> [What is expected]: Make an exact copy of the records, with the images left out.

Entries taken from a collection
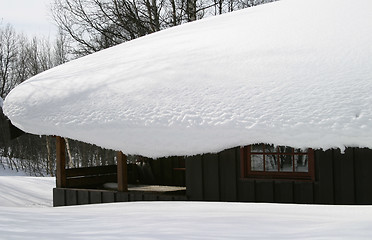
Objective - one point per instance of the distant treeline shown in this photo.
(85, 26)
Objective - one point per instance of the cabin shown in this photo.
(255, 173)
(267, 104)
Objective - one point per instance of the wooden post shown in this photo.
(61, 163)
(122, 172)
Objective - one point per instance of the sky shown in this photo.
(31, 17)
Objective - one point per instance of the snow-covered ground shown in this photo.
(293, 73)
(26, 213)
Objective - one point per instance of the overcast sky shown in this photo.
(31, 17)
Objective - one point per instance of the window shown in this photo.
(277, 162)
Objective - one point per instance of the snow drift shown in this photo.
(293, 72)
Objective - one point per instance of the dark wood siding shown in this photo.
(340, 178)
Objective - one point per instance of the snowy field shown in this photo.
(26, 213)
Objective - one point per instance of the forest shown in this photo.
(84, 27)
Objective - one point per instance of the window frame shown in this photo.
(247, 172)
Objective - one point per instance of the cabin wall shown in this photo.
(72, 196)
(339, 179)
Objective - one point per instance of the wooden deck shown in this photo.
(75, 196)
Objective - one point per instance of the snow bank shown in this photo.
(293, 72)
(188, 220)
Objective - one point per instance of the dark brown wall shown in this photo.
(339, 179)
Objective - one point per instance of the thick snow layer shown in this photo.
(26, 213)
(292, 72)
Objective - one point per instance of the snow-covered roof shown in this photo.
(292, 72)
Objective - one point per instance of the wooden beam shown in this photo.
(61, 162)
(122, 172)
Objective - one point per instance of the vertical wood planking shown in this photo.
(83, 197)
(95, 197)
(211, 179)
(344, 176)
(324, 166)
(122, 172)
(228, 176)
(122, 197)
(61, 163)
(194, 178)
(264, 191)
(283, 192)
(303, 192)
(363, 176)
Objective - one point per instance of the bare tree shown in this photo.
(8, 58)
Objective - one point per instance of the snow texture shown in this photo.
(292, 72)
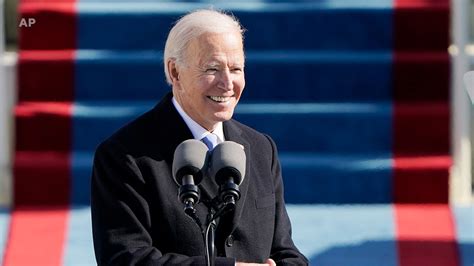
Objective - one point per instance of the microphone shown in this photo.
(228, 162)
(189, 164)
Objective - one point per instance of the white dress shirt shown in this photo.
(197, 130)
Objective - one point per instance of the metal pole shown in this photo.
(461, 173)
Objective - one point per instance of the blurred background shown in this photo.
(378, 173)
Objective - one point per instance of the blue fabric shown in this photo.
(333, 235)
(210, 140)
(464, 222)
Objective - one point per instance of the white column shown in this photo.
(7, 100)
(461, 174)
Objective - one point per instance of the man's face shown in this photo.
(212, 80)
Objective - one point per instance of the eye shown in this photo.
(237, 69)
(211, 70)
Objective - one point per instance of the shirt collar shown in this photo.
(197, 130)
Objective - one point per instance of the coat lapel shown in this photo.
(233, 133)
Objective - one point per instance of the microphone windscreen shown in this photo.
(228, 160)
(190, 158)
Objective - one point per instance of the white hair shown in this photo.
(191, 26)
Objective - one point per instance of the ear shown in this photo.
(173, 71)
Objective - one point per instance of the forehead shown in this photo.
(215, 46)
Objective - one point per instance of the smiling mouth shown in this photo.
(219, 99)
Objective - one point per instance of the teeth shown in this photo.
(220, 99)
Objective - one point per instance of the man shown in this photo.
(137, 218)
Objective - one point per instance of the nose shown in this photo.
(226, 81)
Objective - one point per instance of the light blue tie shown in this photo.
(210, 140)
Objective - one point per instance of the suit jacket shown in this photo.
(137, 218)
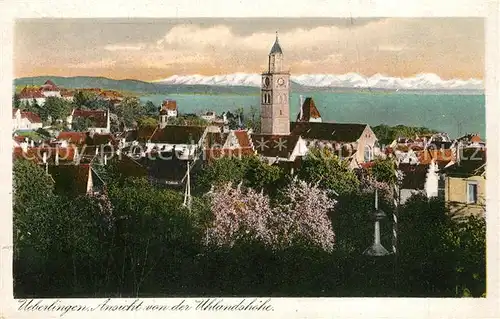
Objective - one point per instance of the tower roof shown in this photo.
(276, 49)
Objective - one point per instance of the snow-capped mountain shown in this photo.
(425, 81)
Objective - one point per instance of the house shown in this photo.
(100, 119)
(30, 95)
(168, 109)
(184, 140)
(23, 120)
(308, 111)
(76, 180)
(357, 139)
(234, 143)
(209, 116)
(465, 184)
(420, 178)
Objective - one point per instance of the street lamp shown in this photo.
(376, 249)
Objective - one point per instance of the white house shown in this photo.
(99, 118)
(25, 120)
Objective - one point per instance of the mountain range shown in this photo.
(426, 81)
(243, 83)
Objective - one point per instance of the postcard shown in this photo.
(261, 165)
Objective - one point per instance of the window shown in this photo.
(471, 192)
(368, 153)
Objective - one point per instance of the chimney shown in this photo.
(301, 104)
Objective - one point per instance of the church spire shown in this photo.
(276, 49)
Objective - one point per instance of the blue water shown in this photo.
(454, 114)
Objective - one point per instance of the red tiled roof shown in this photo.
(243, 138)
(440, 157)
(30, 93)
(216, 153)
(170, 105)
(72, 137)
(178, 134)
(274, 145)
(309, 111)
(32, 117)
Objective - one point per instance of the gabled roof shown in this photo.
(178, 134)
(337, 132)
(30, 93)
(32, 117)
(274, 145)
(72, 137)
(309, 111)
(471, 163)
(415, 175)
(216, 153)
(215, 139)
(243, 138)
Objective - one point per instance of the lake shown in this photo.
(455, 114)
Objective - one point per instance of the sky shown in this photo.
(153, 49)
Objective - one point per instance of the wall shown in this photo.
(456, 195)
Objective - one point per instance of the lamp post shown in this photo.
(376, 249)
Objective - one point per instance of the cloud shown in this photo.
(125, 47)
(102, 64)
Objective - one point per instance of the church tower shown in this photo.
(275, 94)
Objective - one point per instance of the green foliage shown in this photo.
(324, 167)
(386, 134)
(150, 109)
(129, 111)
(55, 108)
(81, 124)
(187, 119)
(249, 169)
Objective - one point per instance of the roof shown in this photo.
(309, 111)
(178, 134)
(275, 145)
(338, 132)
(472, 163)
(441, 156)
(276, 49)
(216, 153)
(73, 137)
(32, 117)
(98, 117)
(215, 139)
(414, 175)
(30, 93)
(71, 179)
(243, 138)
(170, 105)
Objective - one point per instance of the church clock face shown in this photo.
(267, 82)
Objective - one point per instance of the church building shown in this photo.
(285, 142)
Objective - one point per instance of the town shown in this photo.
(82, 139)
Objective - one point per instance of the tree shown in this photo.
(150, 109)
(322, 166)
(81, 124)
(244, 216)
(55, 108)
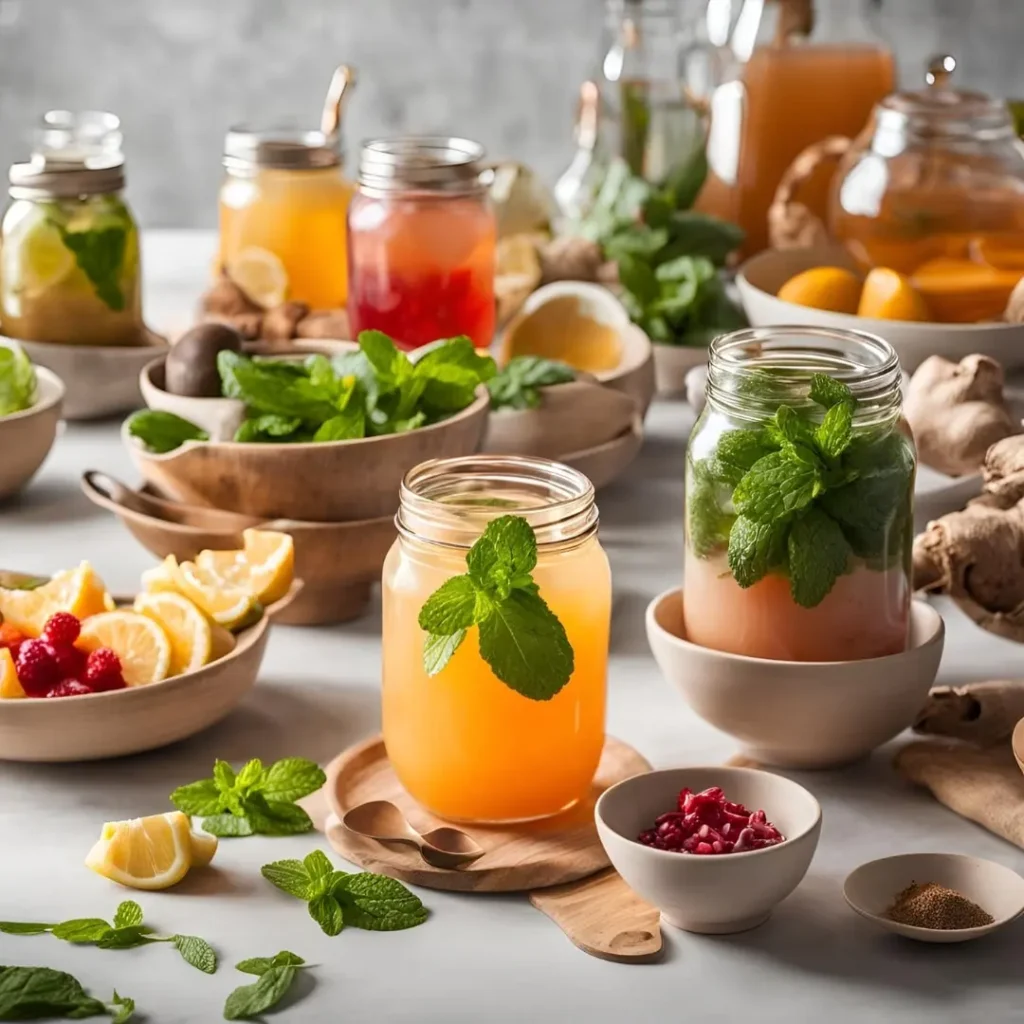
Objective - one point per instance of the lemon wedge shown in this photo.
(260, 274)
(141, 644)
(186, 628)
(147, 853)
(265, 567)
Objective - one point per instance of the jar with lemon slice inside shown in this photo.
(69, 244)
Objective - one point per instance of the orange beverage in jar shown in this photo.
(463, 742)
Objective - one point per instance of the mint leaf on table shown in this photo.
(519, 637)
(256, 801)
(161, 431)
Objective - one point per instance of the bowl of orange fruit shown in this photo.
(948, 306)
(84, 675)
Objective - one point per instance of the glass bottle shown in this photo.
(421, 242)
(805, 557)
(792, 80)
(462, 742)
(69, 243)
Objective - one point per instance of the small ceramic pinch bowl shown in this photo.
(799, 714)
(871, 889)
(26, 437)
(715, 894)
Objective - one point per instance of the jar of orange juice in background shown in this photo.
(422, 239)
(799, 499)
(463, 742)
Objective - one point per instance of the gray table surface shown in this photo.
(479, 958)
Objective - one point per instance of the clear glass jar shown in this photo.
(462, 742)
(422, 242)
(805, 556)
(69, 244)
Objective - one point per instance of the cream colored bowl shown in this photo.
(799, 714)
(761, 278)
(712, 894)
(26, 438)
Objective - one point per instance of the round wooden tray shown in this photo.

> [Written reply]:
Objective - one point per instance of the distant treeline shown in this photo.
(85, 26)
Objective - one point per instance of the cabin shown in this photo.
(255, 173)
(267, 104)
Objective - one point per instance of the wooden post shown in this photo.
(61, 163)
(122, 172)
Objective - one point per instance of the sky shown in this photo.
(31, 17)
Objective - one point per instance of the snow-covered ground shown in this photo.
(293, 73)
(26, 213)
Objective - one point per instance of the overcast sky shown in this photo.
(31, 17)
Objective - one point per instance of the window shown in this photo.
(277, 162)
Objective - one point per instance of the snow drift shown in this photo.
(293, 72)
Objective - one point per instance of the dark wood siding shown in this photo.
(340, 178)
Objective - one point per instance of the snowy field shown in this photo.
(26, 213)
Objective - one point per instance of the forest shown in this photo.
(84, 27)
Objective - one point per instance of the window frame shown in this photo.
(247, 172)
Objective - one point per instance of the cabin wall shown in this photo.
(72, 196)
(339, 179)
Objective - one point per instance of the wooden deck shown in this photo.
(75, 196)
Objective - one point per instance of the snow bank shown in this photo.
(293, 72)
(188, 220)
Objective - one point per instance of the dark brown wall shown in this photo.
(339, 179)
Objective - one point per instance of the thick snow layer shown in this photo.
(26, 213)
(292, 72)
Objective - one point per instance of the snow-covered roof shown in this photo.
(292, 72)
Objective - one point per instance of the wooden beam shown in this photo.
(61, 162)
(122, 172)
Objective - one point per instance of the vertical wood planking shown in this photo.
(83, 197)
(95, 197)
(211, 179)
(344, 176)
(324, 166)
(122, 172)
(228, 176)
(122, 197)
(61, 163)
(194, 178)
(264, 191)
(283, 192)
(303, 192)
(363, 176)
Objective - one point per instance of the bare tree shown in this photo.
(8, 58)
Objective - one point per instance of the snow texture shown in this photo.
(292, 72)
Objective - one point per instance of the microphone shown in this photo.
(228, 162)
(189, 164)
Objective - one point per instance of the white dress shirt shown in this photo.
(197, 130)
Objective - one point per instance of the metal pole shown in this photo.
(461, 173)
Objective - one point per instance of the blurred background shown in this photo.
(378, 173)
Objective - one point per instance of the blue fabric shown in this photo.
(333, 235)
(210, 140)
(464, 222)
Objective - one point per instance of the white column shown in this photo.
(7, 100)
(461, 174)
Objective - one point per instance of the man's face shown in this photo.
(212, 80)
Objective - one point per instance of the eye shown in this photo.
(237, 69)
(211, 70)
Objective - one point per instance of the shirt collar shown in this photo.
(197, 130)
Objective - one point per instance of the coat lapel shown in this photo.
(233, 133)
Objective - one point per instance of the microphone windscreen shown in this photo.
(228, 160)
(190, 158)
Objective - one point per instance of the white hair shown in this photo.
(191, 26)
Objective - one point per instance of the ear shown in this photo.
(173, 71)
Objective - one point per instance of the forehead shown in this photo.
(215, 46)
Objective - one point per instance of the smiling mouth shown in this photo.
(219, 99)
Objective - one point per instance of the teeth shown in this photo.
(220, 99)
Objective - one point per instance of the man shown in this photo.
(137, 218)
Objective - one point per instance of the nose shown in this photo.
(226, 81)
Objective - one point per instance of the light blue tie shown in this photo.
(210, 140)
Objective - one point per instance of the suit jacket shown in this photo.
(137, 218)
Objective - one point per instance of the tower roof shown in this photo.
(276, 49)
Objective - one point per instance of the snow-capped mountain shown in this photo.
(425, 81)
Objective - one point per instance of the house shown in this photo.
(100, 119)
(30, 95)
(168, 109)
(184, 140)
(23, 120)
(308, 111)
(76, 180)
(357, 139)
(234, 143)
(209, 116)
(465, 184)
(420, 178)
Objective - one point per instance of the street lamp shown in this photo.
(376, 249)
Objective - one point per instance of the white house shown in this photo.
(99, 118)
(25, 120)
Objective - one point per instance of the mountain range shown in this photo.
(426, 81)
(243, 83)
Objective - one point per instance of the postcard shown in this photo.
(261, 165)
Objective - one point per instance of the window shown in this photo.
(471, 192)
(368, 153)
Objective - one point per instance of the chimney shown in this photo.
(301, 104)
Objective - one point per instance of the church spire shown in this photo.
(276, 49)
Objective - one point per instance of the blue water shown in this photo.
(454, 114)
Objective - one point per instance of the red tiled roof shown in this photo.
(243, 138)
(440, 157)
(30, 93)
(216, 153)
(170, 105)
(72, 137)
(178, 134)
(274, 145)
(309, 111)
(32, 117)
Objective - one point per instance of the gabled roof shown in this photo.
(178, 134)
(337, 132)
(30, 93)
(32, 117)
(274, 145)
(72, 137)
(309, 111)
(471, 163)
(415, 175)
(216, 153)
(215, 139)
(243, 138)
Objective - one point per instance of the lake shown in this photo.
(455, 114)
Objective - one point per instance of the sky shown in this photo.
(153, 49)
Objective - one point per instance of the wall shown in this photo.
(456, 195)
Objective - one point per instance of the lamp post shown in this photo.
(376, 249)
Objective - one point per instance of the cloud shown in this photo.
(125, 47)
(102, 64)
Objective - one point per instance of the church tower shown in this photo.
(275, 94)
Objective - one point per instance of the green foliage shown in this photo.
(324, 167)
(386, 134)
(150, 109)
(129, 111)
(55, 108)
(81, 124)
(187, 119)
(249, 169)
Objective - one point per instance of the roof shown in this photo.
(309, 111)
(178, 134)
(275, 145)
(338, 132)
(472, 163)
(441, 156)
(276, 49)
(216, 153)
(73, 137)
(32, 117)
(98, 117)
(215, 139)
(414, 175)
(30, 93)
(71, 179)
(243, 138)
(170, 105)
Objective - one point per instance of the church clock face shown in this photo.
(267, 82)
Objective - one point per instance of the church building shown in this photo.
(285, 142)
Objective - one point per instance of the town shown in this photo.
(82, 139)
Objective - one point per instance of the tree shown in this photo.
(150, 109)
(322, 166)
(81, 124)
(244, 216)
(55, 108)
Objective - one point per instance of the lemon wedge shown in this photo.
(260, 274)
(141, 644)
(186, 628)
(147, 853)
(265, 567)
Objective - one point per instance of the jar with lemon slice inside shown in this photo.
(69, 244)
Objective - one point per instance of the orange beverage in jar shown in this photo.
(463, 742)
Objective - one point per instance of the mint leaf on table shown in this photo.
(519, 637)
(256, 801)
(161, 431)
Objective - one point per instance of the bowl of orange fruit shown in this photo.
(948, 306)
(84, 675)
Objective - one point per instance of the glass bottle shown in this photo.
(421, 242)
(805, 557)
(792, 80)
(462, 742)
(69, 243)
Objective - one point per instance of the small ceramic pinch bowl shown in this photo.
(799, 714)
(871, 889)
(26, 437)
(715, 894)
Objective - one point per instance of the jar of orange juice in background shown in this photo.
(422, 239)
(799, 499)
(463, 742)
Objective - one point per instance of the gray table surface shown in this photo.
(479, 958)
Objective - one point per instance of the clear glass jar shown in this photo.
(462, 742)
(422, 242)
(805, 556)
(69, 244)
Objective - one point per instance of the cream colored bowl shown in this photo.
(799, 714)
(761, 278)
(712, 894)
(26, 438)
Objective - one point per instance of the round wooden tray shown in this photo.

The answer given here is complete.